● STATED GOAL
Extract the line that contains "Would you be able to point at the brown grass" and every line after it to the end of the records below, exactly as written and nothing else.

● MATERIAL FOR THE TASK
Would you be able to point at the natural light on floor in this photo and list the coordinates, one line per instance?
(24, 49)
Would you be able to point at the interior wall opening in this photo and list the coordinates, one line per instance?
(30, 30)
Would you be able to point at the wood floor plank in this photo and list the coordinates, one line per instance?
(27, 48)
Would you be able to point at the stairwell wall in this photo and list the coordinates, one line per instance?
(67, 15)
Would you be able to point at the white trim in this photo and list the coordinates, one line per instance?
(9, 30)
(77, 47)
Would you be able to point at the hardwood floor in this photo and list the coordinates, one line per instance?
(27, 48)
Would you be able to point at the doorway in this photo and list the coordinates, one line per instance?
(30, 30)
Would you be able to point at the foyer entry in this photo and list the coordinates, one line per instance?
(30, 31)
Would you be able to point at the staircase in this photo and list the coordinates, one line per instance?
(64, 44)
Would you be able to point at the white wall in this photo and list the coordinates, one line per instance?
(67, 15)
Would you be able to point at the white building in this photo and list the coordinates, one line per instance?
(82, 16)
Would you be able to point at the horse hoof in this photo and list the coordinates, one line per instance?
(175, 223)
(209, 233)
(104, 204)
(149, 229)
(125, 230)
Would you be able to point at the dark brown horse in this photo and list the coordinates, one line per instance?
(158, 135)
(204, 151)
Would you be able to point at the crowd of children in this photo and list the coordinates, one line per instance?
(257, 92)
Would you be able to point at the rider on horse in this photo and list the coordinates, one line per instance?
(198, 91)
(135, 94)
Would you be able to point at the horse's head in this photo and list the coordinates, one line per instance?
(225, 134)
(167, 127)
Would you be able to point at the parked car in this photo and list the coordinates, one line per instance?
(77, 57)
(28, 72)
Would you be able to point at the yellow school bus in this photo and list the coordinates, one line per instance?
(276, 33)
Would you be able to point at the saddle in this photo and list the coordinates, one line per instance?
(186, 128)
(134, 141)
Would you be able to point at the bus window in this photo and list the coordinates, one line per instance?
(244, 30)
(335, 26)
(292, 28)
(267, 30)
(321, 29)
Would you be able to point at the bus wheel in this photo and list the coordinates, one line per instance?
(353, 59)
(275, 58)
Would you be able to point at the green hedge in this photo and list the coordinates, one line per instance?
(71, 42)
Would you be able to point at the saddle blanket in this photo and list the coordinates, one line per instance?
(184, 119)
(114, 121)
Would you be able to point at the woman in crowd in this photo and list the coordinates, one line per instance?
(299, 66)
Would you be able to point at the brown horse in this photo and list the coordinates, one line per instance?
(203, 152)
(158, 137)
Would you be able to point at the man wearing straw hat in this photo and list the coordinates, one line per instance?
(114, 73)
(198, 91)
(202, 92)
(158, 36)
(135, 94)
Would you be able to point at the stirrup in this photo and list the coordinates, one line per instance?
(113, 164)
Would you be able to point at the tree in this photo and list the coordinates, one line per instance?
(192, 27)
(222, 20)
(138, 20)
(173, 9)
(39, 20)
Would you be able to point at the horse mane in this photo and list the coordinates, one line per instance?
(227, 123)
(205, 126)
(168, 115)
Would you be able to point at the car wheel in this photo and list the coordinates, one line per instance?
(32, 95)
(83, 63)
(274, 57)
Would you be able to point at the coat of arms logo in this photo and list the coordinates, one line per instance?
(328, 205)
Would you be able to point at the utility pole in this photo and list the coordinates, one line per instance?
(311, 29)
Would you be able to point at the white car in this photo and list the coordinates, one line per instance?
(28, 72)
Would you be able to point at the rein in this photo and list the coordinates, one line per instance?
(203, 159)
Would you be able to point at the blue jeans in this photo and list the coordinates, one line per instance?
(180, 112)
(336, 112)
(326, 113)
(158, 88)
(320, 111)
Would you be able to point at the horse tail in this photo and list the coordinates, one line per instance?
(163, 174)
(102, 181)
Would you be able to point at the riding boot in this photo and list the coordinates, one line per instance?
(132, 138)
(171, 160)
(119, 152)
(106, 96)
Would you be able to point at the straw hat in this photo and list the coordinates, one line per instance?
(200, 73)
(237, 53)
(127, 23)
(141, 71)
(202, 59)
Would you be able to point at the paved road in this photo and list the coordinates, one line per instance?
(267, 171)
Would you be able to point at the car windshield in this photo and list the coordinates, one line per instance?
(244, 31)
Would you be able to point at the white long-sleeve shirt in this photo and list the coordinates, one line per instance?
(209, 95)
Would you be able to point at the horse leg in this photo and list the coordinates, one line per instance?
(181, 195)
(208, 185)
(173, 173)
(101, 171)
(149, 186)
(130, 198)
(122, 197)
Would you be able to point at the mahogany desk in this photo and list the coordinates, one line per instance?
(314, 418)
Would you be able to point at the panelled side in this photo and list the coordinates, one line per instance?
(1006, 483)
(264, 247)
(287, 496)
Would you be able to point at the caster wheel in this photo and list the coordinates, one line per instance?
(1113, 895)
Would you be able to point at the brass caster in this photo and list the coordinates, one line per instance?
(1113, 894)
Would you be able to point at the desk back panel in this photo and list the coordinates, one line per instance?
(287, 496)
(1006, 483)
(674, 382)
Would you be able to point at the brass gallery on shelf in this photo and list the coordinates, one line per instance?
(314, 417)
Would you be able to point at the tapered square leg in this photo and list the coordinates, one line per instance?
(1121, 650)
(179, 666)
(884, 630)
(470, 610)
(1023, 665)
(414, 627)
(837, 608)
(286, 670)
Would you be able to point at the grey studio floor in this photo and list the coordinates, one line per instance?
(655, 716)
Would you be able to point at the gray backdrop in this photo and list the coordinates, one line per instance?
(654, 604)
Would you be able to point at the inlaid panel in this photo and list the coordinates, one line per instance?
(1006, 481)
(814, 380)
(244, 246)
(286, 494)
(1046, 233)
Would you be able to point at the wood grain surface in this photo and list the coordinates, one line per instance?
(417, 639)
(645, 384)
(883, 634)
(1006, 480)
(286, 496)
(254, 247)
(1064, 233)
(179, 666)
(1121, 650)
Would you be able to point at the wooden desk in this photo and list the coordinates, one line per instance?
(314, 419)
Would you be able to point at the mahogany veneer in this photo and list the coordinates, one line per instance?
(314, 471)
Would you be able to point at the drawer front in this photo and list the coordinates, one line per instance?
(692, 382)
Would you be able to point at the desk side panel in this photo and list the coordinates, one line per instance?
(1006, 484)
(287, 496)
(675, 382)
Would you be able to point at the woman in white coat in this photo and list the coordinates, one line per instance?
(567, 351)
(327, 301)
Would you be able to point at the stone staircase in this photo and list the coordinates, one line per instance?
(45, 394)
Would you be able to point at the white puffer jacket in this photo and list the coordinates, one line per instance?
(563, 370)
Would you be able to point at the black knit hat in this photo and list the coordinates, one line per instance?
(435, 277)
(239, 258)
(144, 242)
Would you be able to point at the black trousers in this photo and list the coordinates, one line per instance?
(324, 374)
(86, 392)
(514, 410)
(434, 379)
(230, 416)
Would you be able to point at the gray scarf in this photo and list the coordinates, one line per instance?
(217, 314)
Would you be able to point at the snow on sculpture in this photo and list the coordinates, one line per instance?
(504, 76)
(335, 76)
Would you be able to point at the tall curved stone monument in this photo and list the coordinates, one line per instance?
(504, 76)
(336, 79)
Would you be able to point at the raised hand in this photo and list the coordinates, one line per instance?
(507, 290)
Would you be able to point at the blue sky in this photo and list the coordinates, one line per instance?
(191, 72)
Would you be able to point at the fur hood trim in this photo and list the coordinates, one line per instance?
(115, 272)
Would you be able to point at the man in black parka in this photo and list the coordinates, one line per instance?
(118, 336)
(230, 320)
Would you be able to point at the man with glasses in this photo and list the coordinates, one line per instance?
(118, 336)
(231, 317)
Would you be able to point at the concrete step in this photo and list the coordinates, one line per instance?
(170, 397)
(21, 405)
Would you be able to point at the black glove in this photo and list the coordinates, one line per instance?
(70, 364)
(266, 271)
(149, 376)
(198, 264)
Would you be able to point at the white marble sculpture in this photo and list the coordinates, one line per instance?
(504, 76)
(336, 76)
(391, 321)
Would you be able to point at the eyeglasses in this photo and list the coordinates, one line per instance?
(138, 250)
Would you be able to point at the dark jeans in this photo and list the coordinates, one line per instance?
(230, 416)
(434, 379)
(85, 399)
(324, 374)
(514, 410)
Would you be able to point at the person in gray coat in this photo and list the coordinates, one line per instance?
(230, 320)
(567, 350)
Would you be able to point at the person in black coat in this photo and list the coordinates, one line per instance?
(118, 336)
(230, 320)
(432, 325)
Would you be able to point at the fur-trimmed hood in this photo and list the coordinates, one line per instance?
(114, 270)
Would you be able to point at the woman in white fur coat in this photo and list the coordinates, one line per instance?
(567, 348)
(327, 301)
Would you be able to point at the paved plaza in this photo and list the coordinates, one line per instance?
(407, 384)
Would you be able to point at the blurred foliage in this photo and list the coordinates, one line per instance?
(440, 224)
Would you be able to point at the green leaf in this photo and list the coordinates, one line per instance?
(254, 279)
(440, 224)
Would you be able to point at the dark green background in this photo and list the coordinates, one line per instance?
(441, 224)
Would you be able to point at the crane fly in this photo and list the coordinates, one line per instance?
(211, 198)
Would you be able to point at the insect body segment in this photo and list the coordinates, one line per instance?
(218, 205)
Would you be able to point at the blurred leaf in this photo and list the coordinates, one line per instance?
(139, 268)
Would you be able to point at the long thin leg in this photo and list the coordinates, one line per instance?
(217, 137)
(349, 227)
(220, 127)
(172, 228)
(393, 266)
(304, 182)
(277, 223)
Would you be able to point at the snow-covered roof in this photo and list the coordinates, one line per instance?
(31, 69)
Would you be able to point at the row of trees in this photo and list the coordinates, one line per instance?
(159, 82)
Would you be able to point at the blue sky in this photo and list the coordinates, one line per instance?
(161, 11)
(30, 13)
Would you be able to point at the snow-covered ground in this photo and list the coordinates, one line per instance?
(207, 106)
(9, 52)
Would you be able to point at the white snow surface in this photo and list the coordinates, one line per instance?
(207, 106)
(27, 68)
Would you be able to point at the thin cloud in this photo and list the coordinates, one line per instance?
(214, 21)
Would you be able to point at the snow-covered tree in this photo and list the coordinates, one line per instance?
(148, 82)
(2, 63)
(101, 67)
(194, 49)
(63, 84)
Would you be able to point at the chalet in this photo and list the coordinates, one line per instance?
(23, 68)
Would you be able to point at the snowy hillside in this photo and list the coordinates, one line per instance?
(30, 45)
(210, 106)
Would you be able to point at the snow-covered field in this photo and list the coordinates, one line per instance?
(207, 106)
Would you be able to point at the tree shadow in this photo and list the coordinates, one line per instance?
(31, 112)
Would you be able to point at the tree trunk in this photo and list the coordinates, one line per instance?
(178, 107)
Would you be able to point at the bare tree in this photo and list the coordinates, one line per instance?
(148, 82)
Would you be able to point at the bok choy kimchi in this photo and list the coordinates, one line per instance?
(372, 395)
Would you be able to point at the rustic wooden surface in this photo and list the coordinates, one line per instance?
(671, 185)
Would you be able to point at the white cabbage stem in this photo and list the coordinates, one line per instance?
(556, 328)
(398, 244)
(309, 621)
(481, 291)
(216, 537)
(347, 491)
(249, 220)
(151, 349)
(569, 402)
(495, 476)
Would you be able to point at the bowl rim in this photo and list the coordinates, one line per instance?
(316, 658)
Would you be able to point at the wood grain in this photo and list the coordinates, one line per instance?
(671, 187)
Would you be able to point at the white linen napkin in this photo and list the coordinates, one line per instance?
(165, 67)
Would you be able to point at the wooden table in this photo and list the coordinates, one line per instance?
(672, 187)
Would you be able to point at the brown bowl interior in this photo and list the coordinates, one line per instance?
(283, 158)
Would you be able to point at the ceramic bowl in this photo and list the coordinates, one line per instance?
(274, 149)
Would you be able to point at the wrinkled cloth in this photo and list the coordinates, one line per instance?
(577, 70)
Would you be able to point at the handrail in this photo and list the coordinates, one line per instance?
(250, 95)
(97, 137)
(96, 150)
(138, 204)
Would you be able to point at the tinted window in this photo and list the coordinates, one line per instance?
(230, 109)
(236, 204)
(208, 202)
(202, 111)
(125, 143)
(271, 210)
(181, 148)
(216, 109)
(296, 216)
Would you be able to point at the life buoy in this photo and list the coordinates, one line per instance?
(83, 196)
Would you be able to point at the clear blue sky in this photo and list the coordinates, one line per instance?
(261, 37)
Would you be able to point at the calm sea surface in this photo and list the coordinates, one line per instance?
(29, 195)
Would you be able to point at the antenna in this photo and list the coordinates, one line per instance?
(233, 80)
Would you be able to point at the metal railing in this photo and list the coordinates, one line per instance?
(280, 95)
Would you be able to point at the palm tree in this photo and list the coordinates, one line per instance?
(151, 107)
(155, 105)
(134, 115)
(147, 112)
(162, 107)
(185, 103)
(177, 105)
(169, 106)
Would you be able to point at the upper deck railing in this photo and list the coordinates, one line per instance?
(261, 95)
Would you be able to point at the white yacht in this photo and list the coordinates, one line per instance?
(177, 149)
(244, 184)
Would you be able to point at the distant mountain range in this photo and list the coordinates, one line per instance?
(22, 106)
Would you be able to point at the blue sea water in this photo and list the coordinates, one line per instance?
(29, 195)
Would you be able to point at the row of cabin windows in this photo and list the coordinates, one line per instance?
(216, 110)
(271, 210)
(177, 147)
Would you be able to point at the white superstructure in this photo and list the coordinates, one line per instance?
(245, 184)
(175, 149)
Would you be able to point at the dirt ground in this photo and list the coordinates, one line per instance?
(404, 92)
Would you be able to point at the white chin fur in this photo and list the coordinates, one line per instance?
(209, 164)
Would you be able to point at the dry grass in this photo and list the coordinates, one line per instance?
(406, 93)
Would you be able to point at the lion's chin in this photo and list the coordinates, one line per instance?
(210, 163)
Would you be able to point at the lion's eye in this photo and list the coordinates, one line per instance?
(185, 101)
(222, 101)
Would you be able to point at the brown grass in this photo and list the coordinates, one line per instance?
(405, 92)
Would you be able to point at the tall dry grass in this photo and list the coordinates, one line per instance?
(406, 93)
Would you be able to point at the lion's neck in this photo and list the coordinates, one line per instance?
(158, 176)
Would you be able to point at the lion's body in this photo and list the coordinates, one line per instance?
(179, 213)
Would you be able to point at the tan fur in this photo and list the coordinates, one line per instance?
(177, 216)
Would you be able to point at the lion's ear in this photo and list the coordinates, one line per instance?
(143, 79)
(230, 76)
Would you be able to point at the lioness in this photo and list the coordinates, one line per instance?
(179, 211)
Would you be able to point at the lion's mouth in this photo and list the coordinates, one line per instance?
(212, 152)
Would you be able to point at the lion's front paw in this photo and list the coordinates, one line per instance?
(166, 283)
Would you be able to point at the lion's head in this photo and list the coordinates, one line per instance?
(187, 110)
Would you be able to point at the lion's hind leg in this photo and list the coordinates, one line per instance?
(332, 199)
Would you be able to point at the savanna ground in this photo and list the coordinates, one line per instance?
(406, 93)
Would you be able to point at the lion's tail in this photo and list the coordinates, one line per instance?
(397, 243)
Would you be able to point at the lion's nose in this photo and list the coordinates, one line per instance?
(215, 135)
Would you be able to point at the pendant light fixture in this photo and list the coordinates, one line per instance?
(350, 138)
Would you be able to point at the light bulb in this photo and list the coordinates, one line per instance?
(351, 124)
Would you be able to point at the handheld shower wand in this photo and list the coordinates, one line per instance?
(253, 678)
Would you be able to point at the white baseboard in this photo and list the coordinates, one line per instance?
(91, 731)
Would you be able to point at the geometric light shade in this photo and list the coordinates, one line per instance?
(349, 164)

● FINAL RESULT
Would you be able to point at the brown grass in this photo and list the coordinates, one line per instance?
(405, 92)
Would you be able to point at the tall dry grass in this photo and list the coordinates, one line per instance?
(406, 93)
Would you be able to point at the lion's neck in this photo and list the coordinates, one line per instance?
(158, 176)
Would you be able to point at the lion's body in this photo and list the coordinates, one line per instance?
(179, 213)
Would you be able to point at the tan fur in this photo and list the coordinates, one line per instance?
(177, 216)
Would you be able to point at the lion's ear in this photo and list the coordinates, one line per instance?
(143, 79)
(230, 76)
Would you be able to point at the lioness in this photo and list the coordinates, one line per instance?
(179, 211)
Would you be able to point at the lion's mouth in this photo and list the coordinates, one line per instance?
(212, 152)
Would you be able to point at the lion's front paw in this photo and list the coordinates, one line per instance?
(166, 283)
Would you be able to point at the lion's head in this photo and list the coordinates, one line per instance?
(187, 110)
Would you be able to point at the lion's hind leg in this photo and list the coordinates, one line per instance?
(332, 199)
Would you be able to point at the savanna ground in this photo and list the coordinates, one line per instance?
(406, 93)
Would you be able to point at the lion's tail in this photo and list the coordinates, one line per instance?
(397, 243)
Would you be able to point at the lion's nose in this photo and list the coordinates, one line per instance?
(215, 135)
Would you be able to point at the pendant light fixture in this photo and list the coordinates, one line per instance?
(350, 138)
Would you be able to point at the light bulb in this photo and list the coordinates, one line per instance?
(351, 124)
Would you be able to point at the handheld shower wand in this photo and list the coordinates, one line per instance?
(253, 678)
Would you be able to point at the white baseboard in this photo and list the coordinates, one line per instance?
(91, 731)
Would you be able to point at the geometric light shade in this photo and list the coordinates, one line per instance?
(349, 164)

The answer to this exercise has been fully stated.